-- Records supplied follows --

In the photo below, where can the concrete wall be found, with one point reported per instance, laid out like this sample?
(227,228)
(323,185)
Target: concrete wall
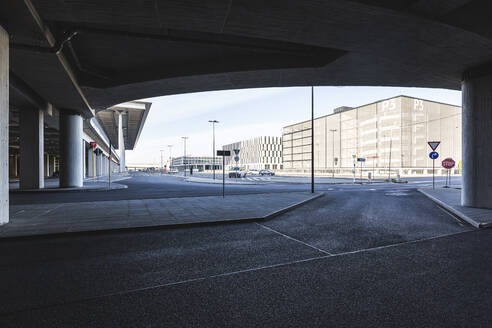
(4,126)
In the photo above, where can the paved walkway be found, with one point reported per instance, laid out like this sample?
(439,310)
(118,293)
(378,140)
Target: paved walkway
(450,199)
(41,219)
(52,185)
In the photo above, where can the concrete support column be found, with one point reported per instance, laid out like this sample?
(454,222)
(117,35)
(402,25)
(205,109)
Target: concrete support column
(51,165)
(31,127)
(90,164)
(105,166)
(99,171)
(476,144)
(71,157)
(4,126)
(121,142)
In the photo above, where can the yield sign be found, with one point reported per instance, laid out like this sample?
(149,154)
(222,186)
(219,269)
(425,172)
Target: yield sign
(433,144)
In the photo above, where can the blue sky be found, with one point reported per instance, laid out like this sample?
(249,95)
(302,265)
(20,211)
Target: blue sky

-- Records supplied concluded --
-- Records supplied follows --

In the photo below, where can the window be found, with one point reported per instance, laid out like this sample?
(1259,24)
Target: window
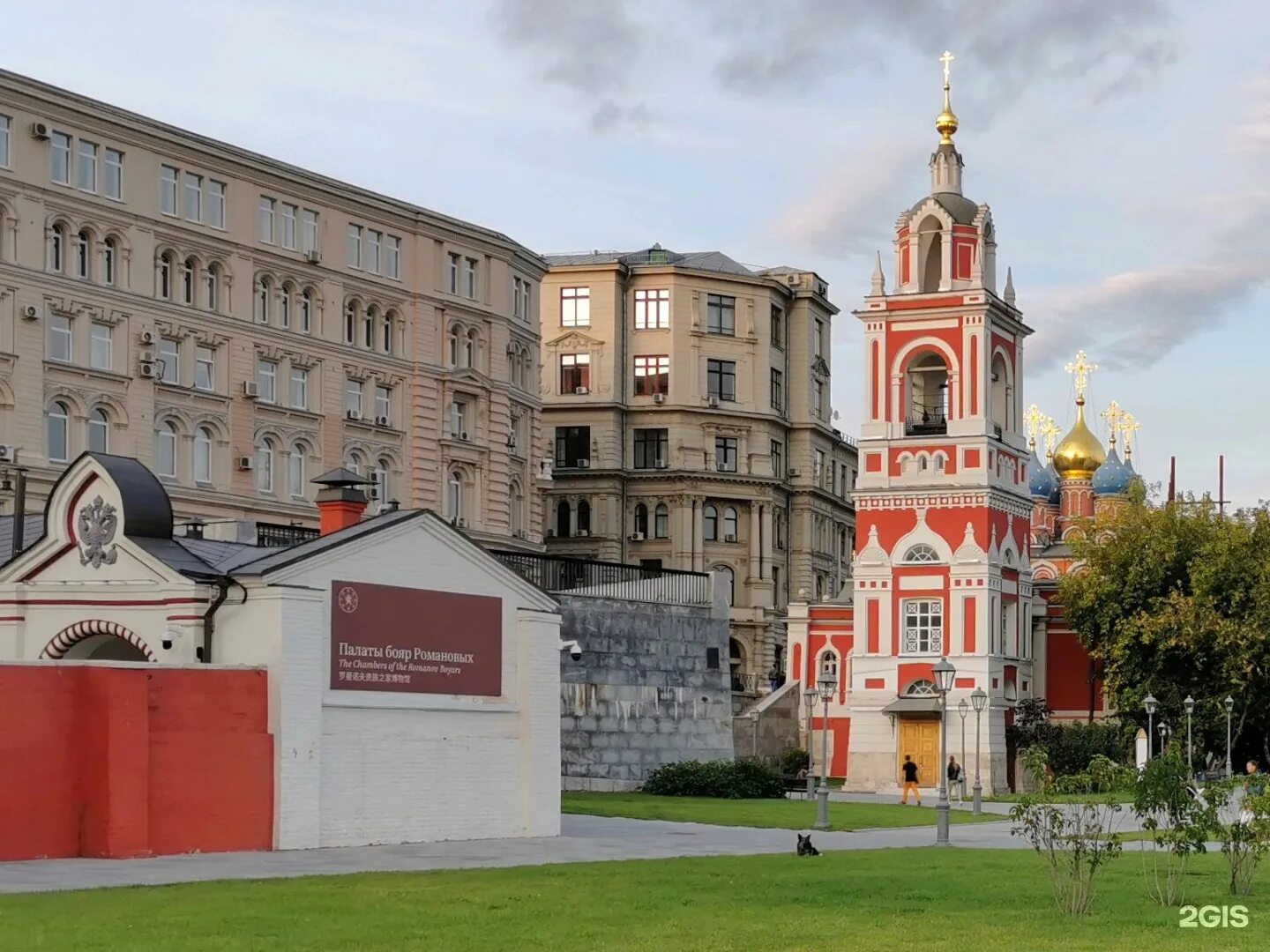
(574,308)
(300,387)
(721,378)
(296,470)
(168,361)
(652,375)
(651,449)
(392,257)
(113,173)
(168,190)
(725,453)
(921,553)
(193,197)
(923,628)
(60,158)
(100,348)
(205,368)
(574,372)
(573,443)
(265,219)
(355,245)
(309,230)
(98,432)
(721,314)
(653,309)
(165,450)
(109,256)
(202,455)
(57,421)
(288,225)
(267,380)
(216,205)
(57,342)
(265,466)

-- Records supplied concluded --

- _What to work on_: Copy each line above that contains the word "instance".

- _Written response_:
In the photo below, where can the concrete wall be found, with one point reported per instance, laid out like this sample?
In the photo above, where can the paved walkway be found, with one point reported per instance, laid out like this sample?
In the photo above, where can the concrete support column be found, with one point reported per instance, laid out like this sample?
In the photo above, where can the yield sign be found, with one point reported per instance, laid out like this sample?
In the photo above, where can the blue sky be found, with one point reported per instance, laid out like this sample?
In the photo below, where can the window be found, with one point reported per instance, laid out like this sample?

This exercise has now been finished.